» Description of the task
Print each entry again exactly as written, and keep the pictures out.

Spatial localization data
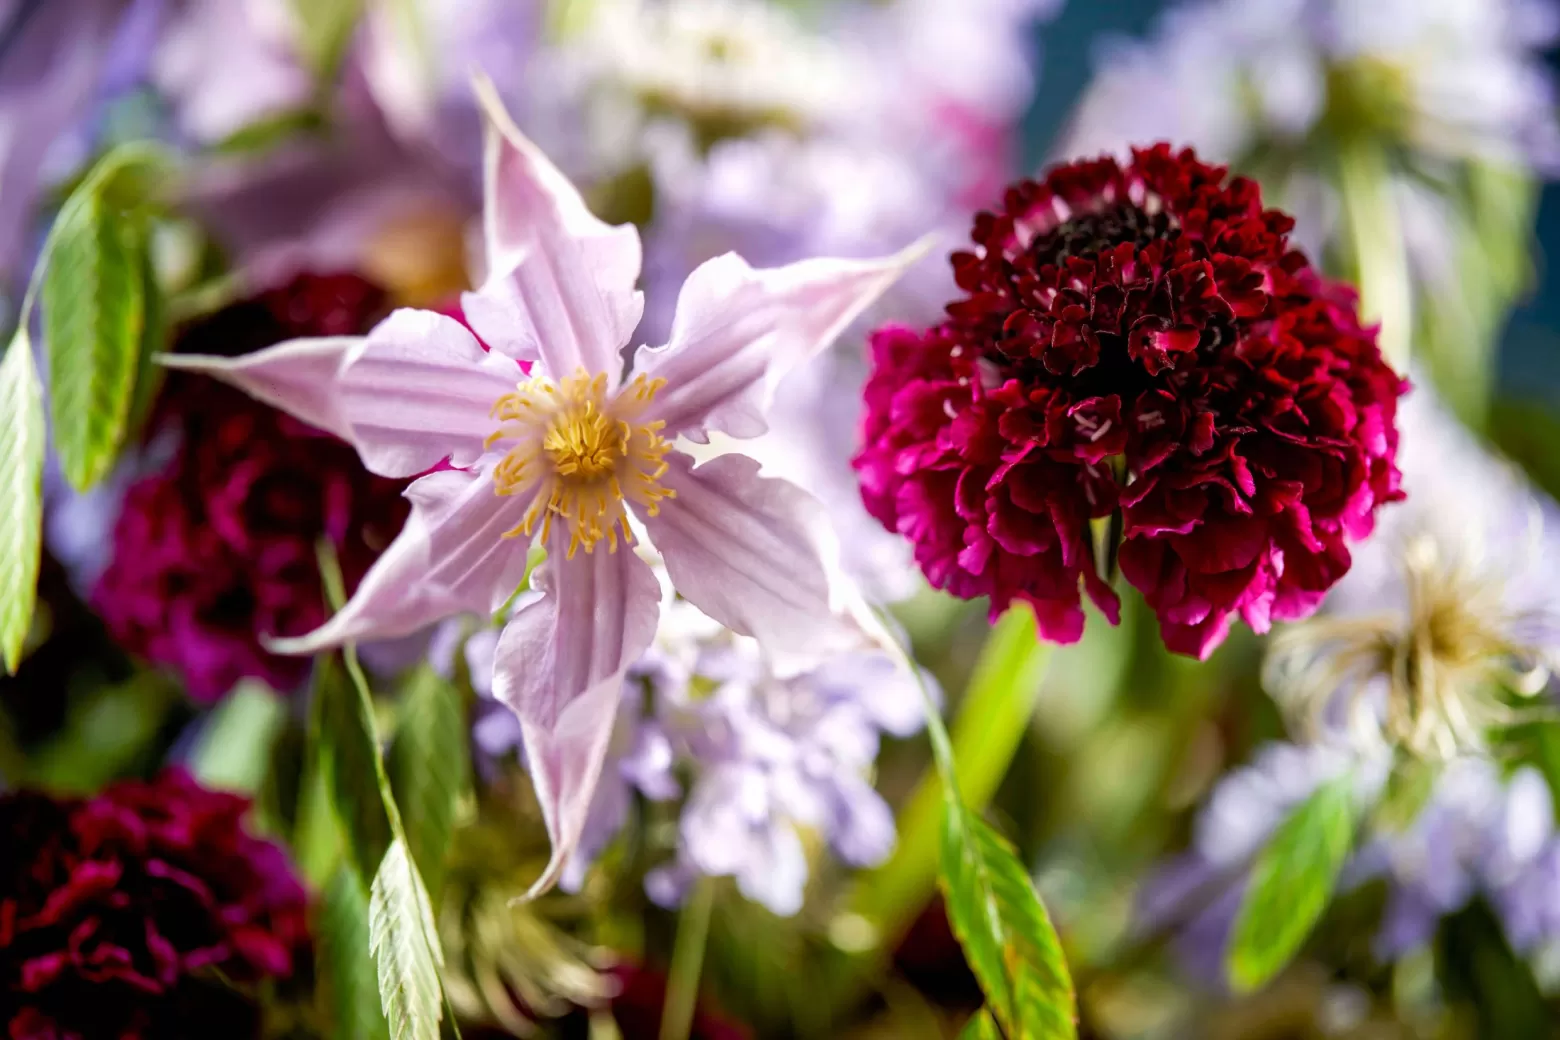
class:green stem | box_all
[1336,138,1412,370]
[849,605,1052,948]
[660,879,716,1040]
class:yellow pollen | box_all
[487,370,675,559]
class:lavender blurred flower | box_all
[1145,741,1560,975]
[1062,0,1560,172]
[1265,391,1560,759]
[152,0,313,143]
[162,82,924,895]
[456,568,927,916]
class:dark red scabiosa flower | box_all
[0,769,311,1039]
[855,146,1406,657]
[92,274,409,701]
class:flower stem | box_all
[1336,137,1412,370]
[848,604,1052,949]
[660,878,716,1040]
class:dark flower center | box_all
[1027,200,1177,269]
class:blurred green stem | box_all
[661,879,716,1040]
[849,605,1052,949]
[1336,137,1412,370]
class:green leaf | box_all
[320,866,392,1040]
[854,604,1052,945]
[369,839,445,1040]
[43,189,145,491]
[318,656,394,882]
[940,807,1076,1039]
[125,235,167,440]
[388,664,469,900]
[0,329,44,674]
[190,681,288,795]
[960,1008,1004,1040]
[1226,774,1356,993]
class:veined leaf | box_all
[940,804,1076,1039]
[388,664,469,899]
[318,656,394,882]
[960,1008,1003,1040]
[43,189,145,491]
[320,866,391,1040]
[0,329,44,674]
[1227,773,1356,993]
[369,839,445,1040]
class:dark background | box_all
[1022,0,1560,403]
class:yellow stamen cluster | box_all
[487,370,675,558]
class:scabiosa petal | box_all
[854,145,1407,656]
[0,770,311,1038]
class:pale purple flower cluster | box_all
[451,586,927,915]
[1142,742,1560,976]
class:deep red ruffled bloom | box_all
[0,770,311,1039]
[855,146,1406,657]
[92,274,408,700]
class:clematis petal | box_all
[491,534,661,898]
[463,74,642,377]
[157,336,361,440]
[268,466,534,654]
[633,239,931,442]
[336,308,522,477]
[637,451,861,671]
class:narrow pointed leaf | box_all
[941,804,1076,1038]
[388,664,469,899]
[1226,773,1356,993]
[369,839,445,1040]
[961,1008,1003,1040]
[318,656,394,882]
[320,866,392,1040]
[0,330,44,674]
[43,191,146,490]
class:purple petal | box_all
[337,308,521,477]
[634,240,930,441]
[268,467,533,654]
[465,76,642,376]
[157,336,361,440]
[490,535,661,898]
[638,451,860,668]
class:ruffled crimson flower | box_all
[855,146,1406,657]
[0,769,311,1039]
[92,273,408,701]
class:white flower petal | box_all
[633,239,930,441]
[157,336,362,441]
[268,466,532,653]
[491,534,661,898]
[638,451,861,670]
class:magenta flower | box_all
[161,84,923,894]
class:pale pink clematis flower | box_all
[159,82,925,895]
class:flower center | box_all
[1027,200,1176,270]
[487,370,675,559]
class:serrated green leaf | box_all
[940,807,1076,1039]
[0,329,44,675]
[960,1008,1003,1040]
[320,866,392,1040]
[319,656,394,882]
[388,664,469,900]
[1227,774,1356,993]
[369,839,445,1040]
[43,190,145,491]
[125,234,167,440]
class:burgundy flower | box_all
[92,274,408,701]
[0,769,311,1039]
[855,146,1406,657]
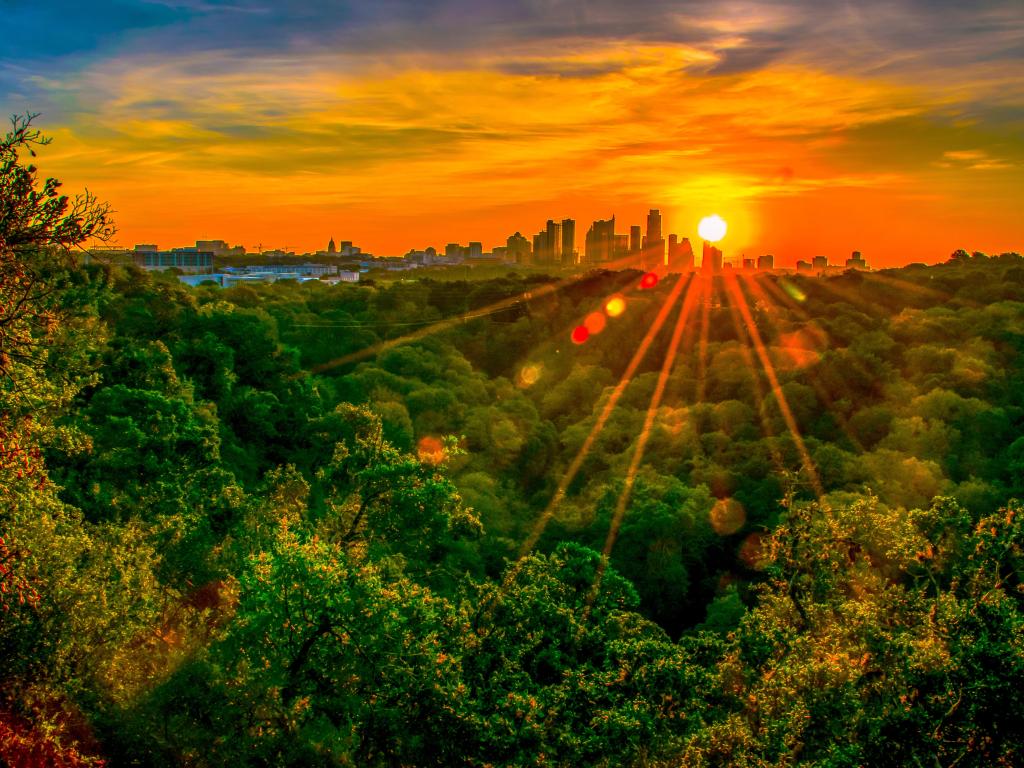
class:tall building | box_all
[546,220,562,265]
[614,234,630,260]
[757,254,774,270]
[646,209,662,244]
[327,238,337,254]
[643,209,665,270]
[629,225,642,254]
[445,243,463,259]
[585,216,616,264]
[796,260,812,272]
[812,255,828,270]
[506,231,531,263]
[468,242,483,259]
[702,241,722,273]
[675,238,695,271]
[560,218,576,265]
[531,220,563,265]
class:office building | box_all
[757,254,774,270]
[702,241,722,273]
[585,216,616,264]
[133,248,213,273]
[531,220,563,265]
[668,237,694,272]
[812,255,828,270]
[642,209,665,270]
[796,260,813,272]
[630,225,642,254]
[545,220,561,265]
[646,209,663,244]
[560,219,576,265]
[846,251,868,270]
[506,232,531,263]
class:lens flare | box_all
[571,325,590,344]
[739,532,768,570]
[640,272,659,289]
[517,363,542,387]
[417,435,446,465]
[698,215,727,243]
[584,311,607,335]
[605,295,627,317]
[710,498,746,535]
[780,279,806,302]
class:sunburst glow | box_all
[698,214,728,242]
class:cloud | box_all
[2,0,1020,258]
[942,148,1014,170]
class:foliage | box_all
[5,118,1024,765]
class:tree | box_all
[1,113,113,379]
[0,113,113,252]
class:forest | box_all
[3,118,1024,767]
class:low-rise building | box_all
[133,248,213,273]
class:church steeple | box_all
[328,237,337,254]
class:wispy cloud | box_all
[1,0,1020,260]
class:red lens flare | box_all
[571,325,590,344]
[639,272,659,289]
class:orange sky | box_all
[4,3,1022,267]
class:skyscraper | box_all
[757,254,774,270]
[328,237,337,254]
[561,218,576,265]
[538,220,561,265]
[532,232,544,264]
[677,238,694,271]
[702,241,722,273]
[646,209,662,244]
[629,225,642,254]
[643,209,665,270]
[585,216,616,264]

» Task result
class:green stem | box_all
[1336,138,1412,370]
[849,605,1052,948]
[660,879,716,1040]
class:yellow pollen | box_all
[487,370,675,559]
class:lavender blurred flower | box_all
[1145,741,1560,975]
[1062,0,1560,172]
[1265,391,1560,759]
[152,0,313,143]
[162,82,924,895]
[456,568,927,916]
class:dark red scabiosa flower | box_all
[0,769,311,1039]
[855,146,1406,657]
[92,274,409,701]
class:flower stem | box_all
[1336,137,1412,370]
[848,604,1052,949]
[660,878,716,1040]
class:dark flower center | box_all
[1027,200,1177,269]
class:blurred green stem | box_all
[661,879,716,1040]
[849,605,1052,949]
[1336,137,1412,370]
class:green leaf | box_all
[320,866,392,1040]
[854,604,1052,945]
[369,839,445,1040]
[43,189,145,491]
[318,656,394,882]
[940,807,1076,1039]
[125,235,167,440]
[388,664,469,900]
[0,329,44,674]
[190,681,288,795]
[960,1008,1004,1040]
[1226,774,1356,993]
class:veined leaf | box_all
[940,804,1076,1039]
[388,664,469,899]
[318,656,394,882]
[960,1008,1003,1040]
[43,189,145,491]
[320,866,391,1040]
[0,329,44,674]
[1227,773,1356,993]
[369,839,445,1040]
class:dark background | box_all
[1022,0,1560,403]
class:yellow stamen cluster | box_all
[487,370,675,558]
class:scabiosa petal | box_all
[854,145,1407,656]
[0,770,311,1038]
class:pale purple flower cluster | box_all
[451,586,927,915]
[1142,742,1560,976]
class:deep red ruffled bloom | box_all
[0,770,311,1039]
[855,146,1406,657]
[92,274,408,700]
class:clematis petal | box_all
[491,534,661,898]
[463,74,642,377]
[157,336,361,440]
[268,466,534,654]
[633,239,931,442]
[336,308,522,477]
[637,451,861,671]
class:narrow pointed leaf | box_all
[941,804,1076,1038]
[388,664,469,899]
[1226,773,1356,993]
[369,839,445,1040]
[961,1008,1003,1040]
[318,656,394,882]
[320,866,392,1040]
[0,330,44,674]
[43,191,146,490]
class:purple petal | box_all
[337,308,521,477]
[634,240,930,441]
[268,467,533,654]
[465,76,642,376]
[157,336,361,440]
[490,535,661,898]
[638,451,860,668]
class:ruffled crimson flower | box_all
[855,146,1406,657]
[0,769,311,1039]
[92,273,408,701]
class:white flower petal | box_all
[633,239,930,441]
[157,336,362,441]
[268,466,532,653]
[491,534,661,898]
[638,451,861,670]
class:magenta flower | box_all
[161,84,923,894]
class:pale pink clematis flower | box_all
[159,82,925,895]
class:flower center | box_all
[1027,200,1176,270]
[487,370,675,559]
class:serrated green leaf | box_all
[940,807,1076,1039]
[0,329,44,675]
[960,1008,1003,1040]
[320,866,392,1040]
[319,656,394,882]
[388,664,469,900]
[1227,774,1356,993]
[369,839,445,1040]
[43,190,145,491]
[125,234,167,440]
class:burgundy flower | box_all
[92,274,408,701]
[0,769,311,1039]
[855,146,1406,657]
class:tall building | box_all
[546,220,562,265]
[614,234,630,260]
[757,254,774,270]
[646,209,662,244]
[327,238,337,254]
[643,209,665,270]
[629,225,642,254]
[445,243,463,259]
[585,216,616,264]
[796,260,812,272]
[812,255,828,270]
[506,231,531,263]
[468,242,483,259]
[702,241,722,273]
[675,238,695,271]
[560,218,576,265]
[531,220,563,265]
class:office building | box_all
[757,254,774,270]
[702,241,722,273]
[585,216,616,264]
[133,248,213,273]
[531,220,563,265]
[668,237,694,272]
[812,255,828,270]
[642,209,665,270]
[796,260,813,272]
[630,225,642,254]
[545,220,561,265]
[646,209,663,244]
[560,219,576,265]
[846,251,868,270]
[506,232,531,263]
class:lens flare | box_all
[571,325,590,344]
[739,532,768,570]
[640,272,659,289]
[517,363,542,387]
[417,435,446,465]
[698,215,727,243]
[584,311,607,335]
[605,295,627,317]
[710,498,746,535]
[780,279,806,302]
class:sunburst glow | box_all
[698,214,728,242]
class:cloud | box_all
[2,0,1020,258]
[942,148,1014,170]
class:foliage | box_all
[5,118,1024,765]
class:tree | box_all
[1,113,113,379]
[0,113,113,252]
class:forest | box_all
[3,118,1024,767]
class:low-rise building | box_all
[133,248,213,273]
class:church steeple | box_all
[328,237,337,254]
class:wispy cloud | box_all
[1,0,1020,260]
class:red lens flare | box_all
[571,325,590,344]
[639,272,659,289]
class:orange sky | box_all
[4,3,1022,267]
class:skyscraper | box_all
[757,254,774,270]
[328,237,337,254]
[561,218,576,265]
[538,220,561,265]
[532,232,544,264]
[677,238,694,271]
[702,241,722,273]
[646,209,662,244]
[629,225,642,254]
[643,209,665,270]
[585,216,616,264]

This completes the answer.